What this task involves: Copy the lines of the entries below, starting at the line containing "Return the segmentation of every instance of the rear door" and ending at the line containing "M 298 120 L", and rename "rear door window" as "back door glass" while leaving everything else unchanged.

>> begin Data to process

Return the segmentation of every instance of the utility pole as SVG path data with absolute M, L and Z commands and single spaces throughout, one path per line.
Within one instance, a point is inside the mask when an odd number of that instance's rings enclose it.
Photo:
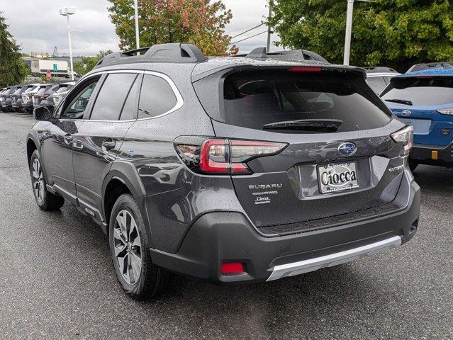
M 137 50 L 140 48 L 140 32 L 138 31 L 138 0 L 134 0 L 134 11 L 135 13 L 135 45 Z M 140 54 L 140 52 L 138 53 Z
M 266 45 L 266 52 L 269 53 L 271 49 L 271 34 L 273 33 L 271 29 L 271 20 L 272 19 L 272 6 L 273 0 L 269 0 L 269 16 L 267 17 L 267 45 Z

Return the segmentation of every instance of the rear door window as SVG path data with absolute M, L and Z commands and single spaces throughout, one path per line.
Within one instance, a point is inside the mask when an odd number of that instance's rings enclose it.
M 298 120 L 320 124 L 328 120 L 340 125 L 337 132 L 345 132 L 382 127 L 391 119 L 360 74 L 242 72 L 228 76 L 223 88 L 225 120 L 236 126 L 267 130 L 265 125 Z
M 145 74 L 138 106 L 138 118 L 163 115 L 177 104 L 177 100 L 170 84 L 163 78 Z
M 129 89 L 136 76 L 135 73 L 108 74 L 96 98 L 90 119 L 118 120 Z
M 404 101 L 412 105 L 453 103 L 453 77 L 395 78 L 381 95 L 384 101 Z

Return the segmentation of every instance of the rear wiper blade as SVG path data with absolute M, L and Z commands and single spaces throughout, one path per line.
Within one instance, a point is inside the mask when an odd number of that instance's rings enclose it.
M 404 99 L 386 99 L 386 101 L 391 101 L 392 103 L 398 103 L 398 104 L 410 105 L 413 106 L 412 101 L 405 101 Z
M 321 132 L 335 132 L 340 127 L 340 119 L 300 119 L 272 123 L 263 125 L 263 130 L 300 130 Z

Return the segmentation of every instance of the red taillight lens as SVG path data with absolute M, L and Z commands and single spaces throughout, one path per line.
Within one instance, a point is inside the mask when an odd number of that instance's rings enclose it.
M 295 66 L 289 69 L 290 72 L 320 72 L 323 69 L 319 67 Z
M 223 275 L 235 275 L 244 273 L 244 265 L 240 262 L 225 263 L 220 265 L 220 271 Z
M 248 174 L 245 162 L 276 154 L 285 143 L 237 140 L 206 140 L 201 146 L 178 144 L 177 150 L 184 163 L 196 172 L 211 174 Z

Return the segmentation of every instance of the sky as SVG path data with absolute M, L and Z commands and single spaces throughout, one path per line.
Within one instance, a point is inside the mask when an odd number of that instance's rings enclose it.
M 234 36 L 261 23 L 267 16 L 267 0 L 223 0 L 233 11 L 233 19 L 225 33 Z M 108 18 L 107 0 L 0 0 L 9 31 L 22 52 L 30 53 L 53 52 L 56 46 L 60 55 L 69 55 L 66 18 L 60 16 L 63 7 L 74 7 L 77 13 L 70 18 L 72 53 L 74 55 L 95 55 L 100 50 L 119 50 L 119 40 L 115 26 Z M 232 40 L 236 42 L 266 30 L 262 26 Z M 255 47 L 266 45 L 267 33 L 238 42 L 240 52 Z M 272 41 L 278 40 L 272 35 Z M 276 47 L 274 47 L 274 49 Z M 272 47 L 271 47 L 272 50 Z

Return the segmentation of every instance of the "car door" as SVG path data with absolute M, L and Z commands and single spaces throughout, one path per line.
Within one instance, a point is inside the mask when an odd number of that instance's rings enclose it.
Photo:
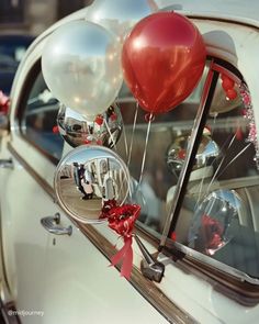
M 122 319 L 166 323 L 109 268 L 108 258 L 91 243 L 94 228 L 86 226 L 83 235 L 80 224 L 56 204 L 53 179 L 64 142 L 54 127 L 59 105 L 42 77 L 41 47 L 29 53 L 15 78 L 11 134 L 2 138 L 1 147 L 1 158 L 10 159 L 0 171 L 4 183 L 0 194 L 3 257 L 15 314 L 22 323 L 34 324 L 121 323 Z M 67 234 L 50 234 L 53 225 Z M 109 235 L 105 226 L 103 231 Z M 103 238 L 102 244 L 109 242 Z

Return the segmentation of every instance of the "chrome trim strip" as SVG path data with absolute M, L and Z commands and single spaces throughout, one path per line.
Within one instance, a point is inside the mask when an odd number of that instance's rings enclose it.
M 187 256 L 195 258 L 198 261 L 209 265 L 209 266 L 215 268 L 216 270 L 222 271 L 226 275 L 230 275 L 230 276 L 235 277 L 235 279 L 240 282 L 247 281 L 251 284 L 259 286 L 259 279 L 252 278 L 252 277 L 248 276 L 246 272 L 243 272 L 243 271 L 237 270 L 230 266 L 227 266 L 221 261 L 217 261 L 216 259 L 213 259 L 206 255 L 203 255 L 202 253 L 194 250 L 181 243 L 167 239 L 166 246 L 167 246 L 167 248 L 176 247 L 178 250 L 184 253 Z
M 26 171 L 37 181 L 37 183 L 49 194 L 56 202 L 54 189 L 21 157 L 11 143 L 8 144 L 10 153 L 21 163 Z M 68 214 L 66 216 L 88 239 L 110 260 L 114 255 L 114 246 L 103 237 L 92 225 L 82 224 L 75 221 Z M 120 269 L 119 267 L 116 267 Z M 193 324 L 198 323 L 189 314 L 184 313 L 168 299 L 164 292 L 150 280 L 146 279 L 137 267 L 134 266 L 131 284 L 162 315 L 169 323 L 174 324 Z

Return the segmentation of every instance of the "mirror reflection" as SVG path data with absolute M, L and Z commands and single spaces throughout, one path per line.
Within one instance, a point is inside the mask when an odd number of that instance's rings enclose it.
M 98 114 L 94 120 L 61 104 L 57 125 L 60 135 L 72 147 L 97 144 L 112 148 L 121 136 L 123 123 L 120 109 L 115 103 L 104 113 Z
M 105 200 L 123 203 L 128 194 L 130 175 L 124 161 L 103 146 L 80 146 L 58 165 L 55 190 L 58 202 L 83 223 L 101 222 Z M 103 221 L 103 220 L 102 220 Z

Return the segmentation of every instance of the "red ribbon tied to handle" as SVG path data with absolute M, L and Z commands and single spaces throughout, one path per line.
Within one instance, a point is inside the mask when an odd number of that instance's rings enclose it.
M 138 204 L 117 205 L 115 200 L 104 202 L 100 219 L 108 219 L 109 227 L 124 239 L 123 247 L 112 257 L 111 265 L 122 261 L 121 276 L 130 279 L 133 267 L 132 236 L 134 224 L 139 216 Z

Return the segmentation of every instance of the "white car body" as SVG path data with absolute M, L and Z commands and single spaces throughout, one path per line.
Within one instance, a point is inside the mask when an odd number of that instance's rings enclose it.
M 188 15 L 203 35 L 207 54 L 230 63 L 244 75 L 259 130 L 258 1 L 156 2 L 160 10 L 171 7 Z M 126 281 L 109 267 L 117 236 L 105 223 L 95 226 L 72 221 L 56 203 L 56 166 L 21 135 L 18 107 L 48 35 L 66 21 L 86 18 L 87 12 L 88 8 L 74 13 L 34 42 L 11 91 L 11 131 L 2 136 L 0 152 L 1 159 L 13 161 L 12 168 L 0 169 L 2 302 L 13 301 L 24 324 L 258 323 L 259 304 L 240 304 L 217 291 L 215 281 L 199 269 L 181 267 L 164 254 L 159 256 L 166 264 L 161 282 L 144 278 L 139 270 L 143 256 L 136 245 L 133 275 Z M 70 149 L 65 145 L 64 154 Z M 70 236 L 54 236 L 41 226 L 41 219 L 56 213 L 64 227 L 72 226 Z M 139 236 L 150 253 L 157 252 L 146 236 Z

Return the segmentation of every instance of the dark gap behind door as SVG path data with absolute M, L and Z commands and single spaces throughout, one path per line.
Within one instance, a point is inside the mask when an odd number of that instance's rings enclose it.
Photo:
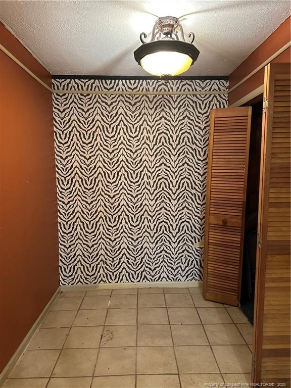
M 247 105 L 252 105 L 252 112 L 246 203 L 240 306 L 244 313 L 253 324 L 263 113 L 262 97 L 260 97 L 259 101 L 257 100 L 253 103 L 249 103 Z

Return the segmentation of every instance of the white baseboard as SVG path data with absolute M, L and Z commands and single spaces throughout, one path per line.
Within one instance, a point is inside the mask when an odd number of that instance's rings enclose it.
M 56 301 L 56 299 L 58 298 L 59 296 L 59 294 L 61 292 L 61 287 L 59 286 L 58 288 L 58 289 L 54 295 L 51 298 L 51 300 L 45 306 L 42 311 L 41 312 L 40 315 L 36 319 L 34 323 L 33 324 L 33 325 L 28 331 L 25 337 L 24 337 L 23 341 L 20 344 L 16 351 L 15 351 L 14 354 L 9 361 L 8 362 L 8 363 L 4 368 L 2 372 L 1 372 L 1 374 L 0 374 L 0 386 L 2 386 L 2 385 L 4 383 L 5 381 L 6 380 L 8 376 L 9 375 L 9 374 L 12 369 L 14 368 L 14 366 L 19 359 L 19 358 L 21 356 L 21 354 L 23 353 L 24 350 L 25 350 L 26 347 L 28 345 L 28 343 L 31 338 L 32 337 L 32 336 L 34 334 L 34 333 L 36 331 L 39 326 L 40 326 L 40 324 L 41 324 L 41 322 L 43 320 L 43 318 L 44 317 L 44 316 L 47 312 L 47 311 L 50 310 L 52 306 L 54 303 L 55 301 Z
M 137 282 L 136 283 L 100 283 L 98 284 L 76 284 L 75 285 L 61 285 L 61 291 L 89 291 L 95 289 L 111 288 L 147 288 L 151 287 L 166 288 L 168 287 L 199 287 L 202 282 L 198 280 L 192 281 L 153 281 Z

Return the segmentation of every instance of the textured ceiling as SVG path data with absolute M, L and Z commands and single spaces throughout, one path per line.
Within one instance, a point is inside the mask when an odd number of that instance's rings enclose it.
M 144 75 L 133 52 L 158 17 L 200 50 L 185 75 L 228 75 L 290 14 L 289 1 L 0 1 L 0 20 L 53 74 Z

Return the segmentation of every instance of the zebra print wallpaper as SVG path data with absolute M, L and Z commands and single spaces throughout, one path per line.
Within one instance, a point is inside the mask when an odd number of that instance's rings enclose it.
M 222 80 L 55 89 L 226 91 Z M 209 114 L 227 94 L 54 94 L 61 284 L 201 280 Z

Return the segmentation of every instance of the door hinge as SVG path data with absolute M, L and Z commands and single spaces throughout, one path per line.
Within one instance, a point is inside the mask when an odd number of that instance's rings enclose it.
M 266 113 L 266 111 L 268 108 L 268 99 L 264 97 L 263 100 L 263 113 Z
M 260 248 L 262 246 L 262 236 L 260 233 L 258 233 L 257 235 L 257 247 L 258 248 Z

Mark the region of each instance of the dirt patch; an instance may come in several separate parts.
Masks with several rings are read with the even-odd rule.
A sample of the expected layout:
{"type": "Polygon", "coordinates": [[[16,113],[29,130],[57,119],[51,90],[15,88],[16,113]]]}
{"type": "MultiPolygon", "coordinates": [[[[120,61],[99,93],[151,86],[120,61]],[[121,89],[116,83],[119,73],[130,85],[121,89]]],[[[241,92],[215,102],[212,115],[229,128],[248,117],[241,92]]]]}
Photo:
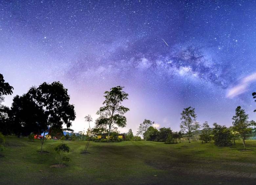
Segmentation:
{"type": "MultiPolygon", "coordinates": [[[[37,151],[37,152],[39,154],[41,154],[41,151],[39,151],[39,150],[38,150],[37,151]]],[[[44,151],[43,150],[43,151],[42,152],[42,153],[43,154],[49,154],[49,153],[50,153],[50,152],[48,152],[48,151],[44,151]]]]}
{"type": "Polygon", "coordinates": [[[6,142],[5,144],[5,146],[8,146],[9,147],[21,147],[22,146],[25,146],[25,145],[24,144],[20,144],[15,143],[6,142]]]}
{"type": "Polygon", "coordinates": [[[238,150],[238,151],[240,151],[240,152],[251,152],[252,151],[252,150],[245,150],[244,149],[238,150]]]}
{"type": "Polygon", "coordinates": [[[83,155],[86,155],[87,154],[91,154],[90,152],[81,152],[80,153],[81,154],[83,154],[83,155]]]}
{"type": "Polygon", "coordinates": [[[50,166],[51,168],[66,168],[67,166],[64,164],[53,164],[50,166]]]}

>> end Data to process

The response:
Return the segmentation of every instance of the back door glass as SVG path data with absolute M, L and Z commands and single spaces throughout, one path per line.
Within one instance, a point is inside the mask when an odd number of that instance's rings enclose it.
M 298 120 L 320 124 L 328 120 L 340 125 L 337 132 L 345 132 L 382 127 L 391 119 L 360 74 L 242 72 L 228 76 L 223 88 L 225 120 L 236 126 L 267 130 L 265 125 Z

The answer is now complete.